#### [EXERCISE DESCRIPTION]
Output every record below exactly.

GIVEN INFORMATION Block Start

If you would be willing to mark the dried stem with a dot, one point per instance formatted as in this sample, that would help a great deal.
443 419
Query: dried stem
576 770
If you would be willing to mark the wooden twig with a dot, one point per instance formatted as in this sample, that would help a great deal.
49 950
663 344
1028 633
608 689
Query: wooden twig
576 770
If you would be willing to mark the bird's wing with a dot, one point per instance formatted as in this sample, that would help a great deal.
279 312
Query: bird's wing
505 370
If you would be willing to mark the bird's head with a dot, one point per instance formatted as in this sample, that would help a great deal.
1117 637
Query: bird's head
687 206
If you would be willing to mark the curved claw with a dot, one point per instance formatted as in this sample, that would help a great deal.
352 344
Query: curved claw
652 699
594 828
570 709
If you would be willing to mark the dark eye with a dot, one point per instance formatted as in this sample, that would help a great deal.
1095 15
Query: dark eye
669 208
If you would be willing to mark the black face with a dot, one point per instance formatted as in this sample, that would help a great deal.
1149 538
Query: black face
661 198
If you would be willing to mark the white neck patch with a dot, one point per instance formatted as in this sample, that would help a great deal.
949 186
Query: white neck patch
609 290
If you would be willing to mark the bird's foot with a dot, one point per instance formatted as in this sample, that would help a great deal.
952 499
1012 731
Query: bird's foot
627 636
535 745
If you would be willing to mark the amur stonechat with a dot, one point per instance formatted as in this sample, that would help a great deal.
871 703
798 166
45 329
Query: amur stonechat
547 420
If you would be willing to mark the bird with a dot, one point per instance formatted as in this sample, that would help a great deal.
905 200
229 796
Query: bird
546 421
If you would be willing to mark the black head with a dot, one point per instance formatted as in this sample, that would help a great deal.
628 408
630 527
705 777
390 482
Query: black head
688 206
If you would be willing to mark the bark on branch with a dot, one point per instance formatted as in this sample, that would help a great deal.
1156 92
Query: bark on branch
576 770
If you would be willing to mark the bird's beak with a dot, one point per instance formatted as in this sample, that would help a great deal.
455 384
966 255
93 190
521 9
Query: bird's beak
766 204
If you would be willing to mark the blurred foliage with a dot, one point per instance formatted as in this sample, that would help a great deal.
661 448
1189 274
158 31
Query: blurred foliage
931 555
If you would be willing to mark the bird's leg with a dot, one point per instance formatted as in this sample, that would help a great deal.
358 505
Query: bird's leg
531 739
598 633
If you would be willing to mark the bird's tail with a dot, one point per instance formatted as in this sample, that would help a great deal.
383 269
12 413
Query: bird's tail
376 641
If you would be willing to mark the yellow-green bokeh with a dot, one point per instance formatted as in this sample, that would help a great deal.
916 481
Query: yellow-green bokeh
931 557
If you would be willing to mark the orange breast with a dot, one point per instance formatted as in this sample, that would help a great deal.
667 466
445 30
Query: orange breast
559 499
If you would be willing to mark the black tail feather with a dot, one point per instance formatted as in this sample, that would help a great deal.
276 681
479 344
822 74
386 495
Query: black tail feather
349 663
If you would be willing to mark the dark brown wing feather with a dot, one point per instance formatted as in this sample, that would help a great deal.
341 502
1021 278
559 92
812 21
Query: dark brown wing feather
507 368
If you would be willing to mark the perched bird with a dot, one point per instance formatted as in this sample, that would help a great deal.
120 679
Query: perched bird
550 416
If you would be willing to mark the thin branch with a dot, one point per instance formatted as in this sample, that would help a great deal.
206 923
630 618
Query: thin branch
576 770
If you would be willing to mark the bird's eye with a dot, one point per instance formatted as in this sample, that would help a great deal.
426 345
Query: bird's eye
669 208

GIVEN INFORMATION Block End

#### [ANSWER SECTION]
If you would be willing to mark the dried stem with a dot, one point per instance formatted as in this sample, that would help a great deal.
443 419
Query: dried stem
576 770
If you would be willing to mark the wooden twig with a dot, one point per instance formatted as in this sample, that would help a great deal.
49 950
663 344
1028 633
608 689
Query: wooden twig
576 770
If you would be willing to mark the bird's wing with a dot, one point per instance formatted as in this sample, that would help a great deal.
279 312
Query: bird's wing
505 370
If you would be willing to mark the bird's head with a dot, one point per instance formatted as in this sample, that would help a great deal.
1117 637
Query: bird's head
687 206
If you would be willing to mark the curved claw with a dot, one point per instance formatted as in this sample, that would help a great deal.
352 344
Query: curved claw
652 699
594 828
570 709
If you would be willing to mark the dark eye with a dot, one point per instance formatted as in this sample, that would help a great deal.
1095 15
Query: dark eye
669 208
If you would be willing to mark the black face with a dot, one point per instance formatted as in this sample, that would help a great deal.
1149 538
Query: black face
661 198
If you would be willing to mark the white neck patch with a dot, one point per instance formatted as in this sample, that would help a great deal.
949 186
Query: white neck patch
609 290
If you would be willing to mark the bird's foot with a dot, one point per instance formatted as in this sample, that would help a great deal.
952 499
1012 731
Query: bird's foot
627 636
535 745
If you would be willing to mark the amur stonechat with a dot, one point per instance formatted as in this sample, that would help a great deal.
871 703
798 166
45 329
Query: amur stonechat
547 420
If you would be willing to mark the bird with a dot, one point per instance formatted as in this sample, that would help a great deal.
905 200
229 796
Query: bird
546 421
If you would be willing to mark the black head with a dot, one point per instance formatted as in this sample, that would help a great deal.
628 408
630 527
705 777
390 482
Query: black head
688 206
If you would be willing to mark the bark on branch with a dot, one point per instance formatted as in this sample, that would help a great deal.
1156 92
Query: bark on branch
576 770
If you would be willing to mark the bird's beak with a dot, one point per instance formatted as in this sample, that would help a great deal.
455 384
966 255
93 190
521 9
Query: bird's beak
766 204
If you would be willing to mark the blurred foliage with a dot, one point per instance formatted as in this sample, that would help a great deal.
661 448
1189 274
158 31
Query: blurred foliage
931 555
If you would be willing to mark the bird's leg with a dot, one point per instance formatted as in this sample, that would help a great deal.
358 505
Query: bird's leg
531 739
598 633
If you would be willing to mark the bird's tail with a dot, one point per instance formatted as in this sample, that would help a great deal.
383 269
12 413
Query: bird's tail
376 641
If you would be willing to mark the yellow-green bokeh with a dot, one point per instance formatted as in this sample, that would help a great deal.
916 481
Query: yellow-green bokeh
931 557
If you would be willing to mark the orange breast with a dot, one point per instance formatted as in this sample, that would help a great deal.
667 466
445 30
Query: orange breast
559 499
If you would be willing to mark the black tail feather with a dot, one point per instance formatted as in this sample, that would help a great deal.
276 681
479 344
822 74
386 495
Query: black tail feather
349 663
If you would be willing to mark the dark brown wing feather with a dot, one point per instance formatted as in this sample, that would help a great deal.
341 502
1021 278
559 92
812 21
Query: dark brown wing feather
507 368
If you would be willing to mark the perched bird with a dot, one point per instance formatted as in this sample, that would help a great deal.
120 679
Query: perched bird
550 416
If you would be willing to mark the thin branch with a dot, one point per instance formatted as in this sample, that would help a great deal.
206 923
630 618
Query: thin branch
576 770
If you would be willing to mark the bird's eye with a dot, one point per instance formatted as in this sample, that would help a great deal.
426 345
Query: bird's eye
669 208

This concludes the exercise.